Record set —

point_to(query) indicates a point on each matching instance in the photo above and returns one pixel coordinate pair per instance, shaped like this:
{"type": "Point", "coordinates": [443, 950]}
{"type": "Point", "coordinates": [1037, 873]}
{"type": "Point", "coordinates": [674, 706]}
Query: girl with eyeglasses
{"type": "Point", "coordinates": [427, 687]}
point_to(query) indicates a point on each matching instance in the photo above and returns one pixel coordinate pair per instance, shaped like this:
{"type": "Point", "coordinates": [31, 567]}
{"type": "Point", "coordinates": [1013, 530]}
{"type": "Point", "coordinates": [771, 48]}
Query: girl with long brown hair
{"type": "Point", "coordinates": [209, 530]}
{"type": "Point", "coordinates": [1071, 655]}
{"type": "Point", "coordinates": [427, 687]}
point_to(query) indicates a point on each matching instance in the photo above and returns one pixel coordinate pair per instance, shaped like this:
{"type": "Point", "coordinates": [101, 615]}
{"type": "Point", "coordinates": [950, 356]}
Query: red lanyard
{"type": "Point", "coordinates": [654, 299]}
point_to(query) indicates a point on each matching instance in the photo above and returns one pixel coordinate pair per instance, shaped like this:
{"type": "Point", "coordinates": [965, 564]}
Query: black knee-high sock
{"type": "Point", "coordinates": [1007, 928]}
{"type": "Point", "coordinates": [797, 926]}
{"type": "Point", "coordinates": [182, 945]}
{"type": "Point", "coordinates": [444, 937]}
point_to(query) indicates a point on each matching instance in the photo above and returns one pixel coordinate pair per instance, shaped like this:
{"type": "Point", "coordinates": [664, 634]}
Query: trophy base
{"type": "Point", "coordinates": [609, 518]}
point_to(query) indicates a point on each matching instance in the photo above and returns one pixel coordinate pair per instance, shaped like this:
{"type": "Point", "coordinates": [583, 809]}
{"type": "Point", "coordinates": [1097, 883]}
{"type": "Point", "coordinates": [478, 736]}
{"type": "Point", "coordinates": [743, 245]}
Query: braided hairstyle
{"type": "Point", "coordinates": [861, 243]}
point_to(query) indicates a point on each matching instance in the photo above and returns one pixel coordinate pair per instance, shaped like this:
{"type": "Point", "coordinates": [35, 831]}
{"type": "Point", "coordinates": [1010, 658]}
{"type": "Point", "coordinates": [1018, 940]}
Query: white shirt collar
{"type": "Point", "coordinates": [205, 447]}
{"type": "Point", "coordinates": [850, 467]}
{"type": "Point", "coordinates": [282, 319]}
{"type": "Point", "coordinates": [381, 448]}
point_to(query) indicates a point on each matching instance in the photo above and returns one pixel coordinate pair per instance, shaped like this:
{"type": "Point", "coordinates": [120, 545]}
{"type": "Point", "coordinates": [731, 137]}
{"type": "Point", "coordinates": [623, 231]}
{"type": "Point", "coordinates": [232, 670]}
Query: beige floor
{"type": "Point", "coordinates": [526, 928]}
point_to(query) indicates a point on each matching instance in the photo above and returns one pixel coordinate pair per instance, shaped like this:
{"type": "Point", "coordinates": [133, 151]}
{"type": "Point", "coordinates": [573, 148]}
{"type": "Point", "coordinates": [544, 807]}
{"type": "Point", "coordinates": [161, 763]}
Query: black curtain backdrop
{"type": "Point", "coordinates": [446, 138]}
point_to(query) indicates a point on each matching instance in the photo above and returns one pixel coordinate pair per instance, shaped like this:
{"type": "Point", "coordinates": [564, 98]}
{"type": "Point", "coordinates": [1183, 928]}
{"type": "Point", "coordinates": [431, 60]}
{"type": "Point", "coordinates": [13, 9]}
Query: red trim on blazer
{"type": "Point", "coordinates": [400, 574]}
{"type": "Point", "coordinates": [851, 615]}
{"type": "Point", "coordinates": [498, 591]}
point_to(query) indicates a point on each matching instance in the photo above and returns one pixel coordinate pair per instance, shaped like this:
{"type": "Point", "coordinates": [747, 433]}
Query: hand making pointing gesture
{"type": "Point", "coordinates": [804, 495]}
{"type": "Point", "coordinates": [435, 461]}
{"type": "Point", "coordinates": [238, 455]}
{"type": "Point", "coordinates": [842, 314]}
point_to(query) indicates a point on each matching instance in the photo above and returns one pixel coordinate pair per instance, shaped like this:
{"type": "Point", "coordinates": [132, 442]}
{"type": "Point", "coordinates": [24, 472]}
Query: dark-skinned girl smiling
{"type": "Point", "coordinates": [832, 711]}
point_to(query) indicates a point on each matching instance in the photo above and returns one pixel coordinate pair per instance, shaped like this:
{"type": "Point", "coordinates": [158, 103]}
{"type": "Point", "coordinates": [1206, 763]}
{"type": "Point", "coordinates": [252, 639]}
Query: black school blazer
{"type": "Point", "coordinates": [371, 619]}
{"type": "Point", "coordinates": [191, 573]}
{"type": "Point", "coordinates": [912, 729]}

Task to complete —
Output all of the material exactly as written.

Written solution —
point_to(query) indicates a point on each matching instance in the photo above and returns one pixel coordinate pair per instance, shaped like this:
{"type": "Point", "coordinates": [443, 950]}
{"type": "Point", "coordinates": [1037, 873]}
{"type": "Point", "coordinates": [674, 706]}
Query: girl with eyeglasses
{"type": "Point", "coordinates": [427, 687]}
point_to(query) indicates a point on each matching instance in the photo above and returns one pixel coordinate pair per instance, shaped like this:
{"type": "Point", "coordinates": [31, 567]}
{"type": "Point", "coordinates": [1013, 530]}
{"type": "Point", "coordinates": [771, 48]}
Query: girl with long brown hair
{"type": "Point", "coordinates": [209, 530]}
{"type": "Point", "coordinates": [1071, 655]}
{"type": "Point", "coordinates": [427, 687]}
point_to(query) indicates a point on each matching instance in the photo above and returns one pixel coordinate pair per instance, shaped like this:
{"type": "Point", "coordinates": [101, 615]}
{"type": "Point", "coordinates": [950, 356]}
Query: red lanyard
{"type": "Point", "coordinates": [654, 299]}
point_to(query) indicates a point on each matching instance in the photo above and returns one pixel coordinate pair per instance, shaped like this:
{"type": "Point", "coordinates": [965, 564]}
Query: black knee-high sock
{"type": "Point", "coordinates": [1007, 928]}
{"type": "Point", "coordinates": [797, 926]}
{"type": "Point", "coordinates": [182, 945]}
{"type": "Point", "coordinates": [444, 937]}
point_to(query) indicates a point on each matching instance in the photo above and returns one pixel coordinate pair per instance, shaped like this:
{"type": "Point", "coordinates": [664, 634]}
Query: trophy base
{"type": "Point", "coordinates": [609, 518]}
point_to(query) indicates a point on each matching instance in the photo above and returns one pixel coordinate pair per instance, shaped like this:
{"type": "Point", "coordinates": [583, 809]}
{"type": "Point", "coordinates": [1097, 883]}
{"type": "Point", "coordinates": [478, 736]}
{"type": "Point", "coordinates": [743, 245]}
Query: braided hairstyle
{"type": "Point", "coordinates": [861, 243]}
point_to(query) indicates a point on each matching instance in the photo above and returns one pixel coordinate pair per instance, shaped like this:
{"type": "Point", "coordinates": [35, 831]}
{"type": "Point", "coordinates": [1010, 658]}
{"type": "Point", "coordinates": [1018, 940]}
Query: white shirt collar
{"type": "Point", "coordinates": [205, 447]}
{"type": "Point", "coordinates": [850, 467]}
{"type": "Point", "coordinates": [282, 319]}
{"type": "Point", "coordinates": [381, 448]}
point_to(query) indicates a point on each matching instance in the photo above and returns one pixel coordinate pair per instance, shaped like this:
{"type": "Point", "coordinates": [120, 545]}
{"type": "Point", "coordinates": [731, 137]}
{"type": "Point", "coordinates": [623, 231]}
{"type": "Point", "coordinates": [232, 670]}
Query: beige floor
{"type": "Point", "coordinates": [526, 928]}
point_to(query) indicates a point on each matching instance in the photo above and returns one pixel coordinate pair per instance, shaped like this:
{"type": "Point", "coordinates": [133, 151]}
{"type": "Point", "coordinates": [573, 148]}
{"type": "Point", "coordinates": [544, 807]}
{"type": "Point", "coordinates": [161, 763]}
Query: black curtain backdrop
{"type": "Point", "coordinates": [446, 138]}
point_to(query) indicates a point on each matching instance in the photo above and returns one pixel coordinate pair per instance, shaped like this:
{"type": "Point", "coordinates": [564, 98]}
{"type": "Point", "coordinates": [1183, 928]}
{"type": "Point", "coordinates": [431, 60]}
{"type": "Point", "coordinates": [13, 9]}
Query: red trim on blazer
{"type": "Point", "coordinates": [400, 574]}
{"type": "Point", "coordinates": [851, 615]}
{"type": "Point", "coordinates": [498, 591]}
point_to(query) indicates a point on each matching instance in the photo above and returns one pixel coordinate pair per instance, shaped like this:
{"type": "Point", "coordinates": [747, 433]}
Query: hand making pointing gesture
{"type": "Point", "coordinates": [804, 495]}
{"type": "Point", "coordinates": [435, 461]}
{"type": "Point", "coordinates": [238, 455]}
{"type": "Point", "coordinates": [842, 314]}
point_to(query) indicates a point on each matching instance in the photo above and returns one pixel coordinate pair per instance, shaped like this:
{"type": "Point", "coordinates": [132, 442]}
{"type": "Point", "coordinates": [24, 472]}
Query: dark-skinned girl smiling
{"type": "Point", "coordinates": [832, 711]}
point_to(query) indicates a point on each matching instance in the photo above and returns one pixel coordinate pair per instance, shaped like this:
{"type": "Point", "coordinates": [158, 103]}
{"type": "Point", "coordinates": [1206, 763]}
{"type": "Point", "coordinates": [252, 639]}
Query: black school blazer
{"type": "Point", "coordinates": [371, 619]}
{"type": "Point", "coordinates": [191, 573]}
{"type": "Point", "coordinates": [912, 729]}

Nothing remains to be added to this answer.